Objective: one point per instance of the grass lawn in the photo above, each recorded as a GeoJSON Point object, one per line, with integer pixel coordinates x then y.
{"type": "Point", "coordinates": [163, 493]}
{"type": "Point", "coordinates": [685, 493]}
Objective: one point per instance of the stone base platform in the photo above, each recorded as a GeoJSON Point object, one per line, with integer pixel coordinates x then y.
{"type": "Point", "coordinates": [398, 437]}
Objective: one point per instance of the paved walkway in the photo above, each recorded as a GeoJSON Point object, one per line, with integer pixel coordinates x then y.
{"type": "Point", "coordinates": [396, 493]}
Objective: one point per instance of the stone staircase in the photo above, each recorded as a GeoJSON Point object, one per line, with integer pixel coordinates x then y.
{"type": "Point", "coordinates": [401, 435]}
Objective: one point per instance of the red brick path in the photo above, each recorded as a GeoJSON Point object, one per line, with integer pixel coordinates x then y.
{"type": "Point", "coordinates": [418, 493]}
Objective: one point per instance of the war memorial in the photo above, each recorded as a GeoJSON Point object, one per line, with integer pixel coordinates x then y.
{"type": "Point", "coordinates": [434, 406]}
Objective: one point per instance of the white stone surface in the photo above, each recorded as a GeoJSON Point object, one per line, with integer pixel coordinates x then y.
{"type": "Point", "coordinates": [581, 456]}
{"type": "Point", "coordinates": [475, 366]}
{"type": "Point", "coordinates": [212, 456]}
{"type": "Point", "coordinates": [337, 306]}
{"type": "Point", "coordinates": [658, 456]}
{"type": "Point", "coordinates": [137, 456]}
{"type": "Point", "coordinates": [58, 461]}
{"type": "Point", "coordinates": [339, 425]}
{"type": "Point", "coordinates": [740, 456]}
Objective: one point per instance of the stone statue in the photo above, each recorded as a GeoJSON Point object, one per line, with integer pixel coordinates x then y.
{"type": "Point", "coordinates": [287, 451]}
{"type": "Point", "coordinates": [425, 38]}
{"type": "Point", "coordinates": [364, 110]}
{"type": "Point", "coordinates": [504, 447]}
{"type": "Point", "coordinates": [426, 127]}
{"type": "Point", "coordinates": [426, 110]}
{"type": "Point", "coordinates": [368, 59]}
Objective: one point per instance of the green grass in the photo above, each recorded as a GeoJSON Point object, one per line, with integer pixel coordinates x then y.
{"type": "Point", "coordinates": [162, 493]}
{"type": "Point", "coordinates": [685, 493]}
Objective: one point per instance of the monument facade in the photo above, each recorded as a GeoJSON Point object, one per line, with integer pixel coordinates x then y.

* [What the task asks]: Format each line of the records above as a Markdown table with columns "No." and "Entry", giving one row per line with its sequential number and leaving out blank lines.

* [Solution]:
| No. | Entry |
|---|---|
| 1 | Objective: one point per instance of the grass lawn in the photo above, each recorded as a GeoJSON Point object, one per line, with integer pixel coordinates x then y. |
| 2 | {"type": "Point", "coordinates": [163, 493]} |
| 3 | {"type": "Point", "coordinates": [685, 493]} |
| 4 | Objective: one point per instance of the stone base platform in the photo above, each recorded as a GeoJSON Point object, one per line, with integer pixel coordinates x then y. |
| 5 | {"type": "Point", "coordinates": [398, 437]} |
| 6 | Objective: one point per instance of the paved walkway in the photo above, each recorded as a GeoJSON Point object, one per line, with integer pixel coordinates x then y. |
| 7 | {"type": "Point", "coordinates": [396, 493]} |
| 8 | Objective: one point per instance of the stone staircase in the photo above, each recorded as a GeoJSON Point object, one per line, with integer pixel coordinates x then y. |
| 9 | {"type": "Point", "coordinates": [401, 435]} |
| 10 | Objective: one point per instance of the red brick path in the photo above, each recorded as a GeoJSON Point object, one per line, with integer pixel coordinates x then y. |
| 11 | {"type": "Point", "coordinates": [418, 493]} |
| 12 | Objective: one point per instance of the war memorial in the photo above, each recorded as a GeoJSON Point object, one per line, with integer pixel coordinates x then y. |
| 13 | {"type": "Point", "coordinates": [434, 406]} |
| 14 | Objective: one point per instance of the white stone surface in the photo above, each recorded as a GeoJSON Point object, one per line, with integer pixel coordinates x then y. |
| 15 | {"type": "Point", "coordinates": [581, 456]} |
| 16 | {"type": "Point", "coordinates": [475, 366]} |
| 17 | {"type": "Point", "coordinates": [212, 456]} |
| 18 | {"type": "Point", "coordinates": [337, 306]} |
| 19 | {"type": "Point", "coordinates": [658, 456]} |
| 20 | {"type": "Point", "coordinates": [137, 456]} |
| 21 | {"type": "Point", "coordinates": [58, 461]} |
| 22 | {"type": "Point", "coordinates": [339, 425]} |
| 23 | {"type": "Point", "coordinates": [740, 456]} |
| 24 | Objective: one point per instance of the stone statue in the photo above, each recorded as a GeoJSON Point object, one per line, with integer pixel coordinates x then y. |
| 25 | {"type": "Point", "coordinates": [287, 451]} |
| 26 | {"type": "Point", "coordinates": [425, 38]} |
| 27 | {"type": "Point", "coordinates": [364, 110]} |
| 28 | {"type": "Point", "coordinates": [504, 447]} |
| 29 | {"type": "Point", "coordinates": [426, 127]} |
| 30 | {"type": "Point", "coordinates": [426, 110]} |
| 31 | {"type": "Point", "coordinates": [368, 59]} |
| 32 | Objective: one point per instance of the green grass in the photo above, each recorded as a GeoJSON Point object, one per line, with integer pixel coordinates x then y. |
| 33 | {"type": "Point", "coordinates": [162, 493]} |
| 34 | {"type": "Point", "coordinates": [685, 493]} |
| 35 | Objective: one point per instance of the monument facade in the photo above, each recorded as a GeoJSON Point object, one per line, with integer pixel coordinates x then y. |